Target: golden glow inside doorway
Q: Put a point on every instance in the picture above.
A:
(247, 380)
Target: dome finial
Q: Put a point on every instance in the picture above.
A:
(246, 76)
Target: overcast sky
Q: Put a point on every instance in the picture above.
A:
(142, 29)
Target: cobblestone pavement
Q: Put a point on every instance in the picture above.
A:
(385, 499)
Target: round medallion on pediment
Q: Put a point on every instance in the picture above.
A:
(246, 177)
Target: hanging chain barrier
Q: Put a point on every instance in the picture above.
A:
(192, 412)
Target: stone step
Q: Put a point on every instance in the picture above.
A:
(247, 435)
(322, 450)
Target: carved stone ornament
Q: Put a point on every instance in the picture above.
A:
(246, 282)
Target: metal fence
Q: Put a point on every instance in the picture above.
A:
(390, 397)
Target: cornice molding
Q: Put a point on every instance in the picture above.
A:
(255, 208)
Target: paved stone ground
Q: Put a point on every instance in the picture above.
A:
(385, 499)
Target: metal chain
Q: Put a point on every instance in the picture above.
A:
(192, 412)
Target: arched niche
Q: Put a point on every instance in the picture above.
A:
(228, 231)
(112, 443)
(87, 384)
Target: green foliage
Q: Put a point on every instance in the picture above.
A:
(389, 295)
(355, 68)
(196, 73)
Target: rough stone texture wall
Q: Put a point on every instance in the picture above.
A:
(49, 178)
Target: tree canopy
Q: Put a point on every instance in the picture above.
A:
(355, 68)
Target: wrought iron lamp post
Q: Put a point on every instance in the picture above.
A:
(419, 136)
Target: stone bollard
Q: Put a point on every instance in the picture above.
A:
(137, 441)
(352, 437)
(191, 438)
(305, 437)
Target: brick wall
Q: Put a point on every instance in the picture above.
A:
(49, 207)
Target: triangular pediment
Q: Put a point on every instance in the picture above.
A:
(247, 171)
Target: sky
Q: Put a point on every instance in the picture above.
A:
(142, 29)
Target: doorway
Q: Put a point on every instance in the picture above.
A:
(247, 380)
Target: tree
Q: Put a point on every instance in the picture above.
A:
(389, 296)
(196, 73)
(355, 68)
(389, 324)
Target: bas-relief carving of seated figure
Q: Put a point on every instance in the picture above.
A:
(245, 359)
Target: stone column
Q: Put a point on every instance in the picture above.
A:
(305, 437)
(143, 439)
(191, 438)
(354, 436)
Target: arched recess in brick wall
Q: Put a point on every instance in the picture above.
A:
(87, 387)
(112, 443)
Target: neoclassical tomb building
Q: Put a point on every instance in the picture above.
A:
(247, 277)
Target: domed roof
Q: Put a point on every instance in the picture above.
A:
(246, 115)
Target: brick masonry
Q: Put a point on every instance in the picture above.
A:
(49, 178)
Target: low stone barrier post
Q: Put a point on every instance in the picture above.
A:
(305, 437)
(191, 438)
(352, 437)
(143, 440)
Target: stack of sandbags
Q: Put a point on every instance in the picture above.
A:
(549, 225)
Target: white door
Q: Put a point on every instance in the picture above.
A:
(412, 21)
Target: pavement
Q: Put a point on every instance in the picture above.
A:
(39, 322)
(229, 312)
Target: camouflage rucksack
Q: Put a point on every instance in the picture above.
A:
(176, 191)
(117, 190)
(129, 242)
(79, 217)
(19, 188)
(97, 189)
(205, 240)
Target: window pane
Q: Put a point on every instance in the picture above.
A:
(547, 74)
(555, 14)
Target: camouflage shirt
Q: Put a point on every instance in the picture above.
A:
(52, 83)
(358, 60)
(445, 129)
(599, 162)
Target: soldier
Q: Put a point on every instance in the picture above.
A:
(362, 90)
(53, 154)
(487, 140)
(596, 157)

________________________

▸ GIVEN INSTRUCTION: Reproduce only the lines between the line containing "Target: bas-relief carving of seated figure" and the last line of the records, those two lines included, exactly.

▸ ANSWER BELOW:
Target: bas-relief carving of seated figure
Q: Put a point on every instance in the picture above.
A:
(245, 359)
Target: stone column
Q: Put a point on every instance in the picture above.
A:
(305, 437)
(143, 439)
(191, 438)
(354, 436)
Target: arched recess in brick wall
Q: Put a point on every instance in the picture above.
A:
(87, 387)
(112, 443)
Target: neoclassical tomb building
Q: Put a point on every instance in the picture above.
A:
(247, 277)
Target: domed roof
Q: Put a point on every instance in the picture above.
A:
(246, 115)
Target: brick masonry
Q: Put a point on every instance in the picture above.
A:
(49, 178)
Target: low stone barrier post
Q: Put a point on every instance in the picture above.
A:
(305, 437)
(191, 438)
(352, 437)
(143, 440)
Target: stack of sandbags
Q: Put a point on every instance in the picture above.
A:
(549, 225)
Target: white door
Q: Put a point on every instance in the picture above.
A:
(412, 21)
Target: pavement
Q: Put a point on every instance in the picture above.
A:
(39, 322)
(229, 312)
Target: camouflage rucksack
Q: Put a point on every instance in the picture above.
A:
(176, 191)
(117, 190)
(129, 242)
(79, 217)
(19, 188)
(97, 189)
(205, 240)
Target: window pane
Q: Put a point on every instance in the picture above.
A:
(547, 74)
(555, 14)
Target: camouflage shirt
Q: Put a point on every instance in the picture above.
A:
(52, 83)
(358, 60)
(445, 129)
(599, 162)
Target: soldier
Q: Put a point on every instance in the picture above.
A:
(362, 90)
(53, 154)
(487, 140)
(596, 157)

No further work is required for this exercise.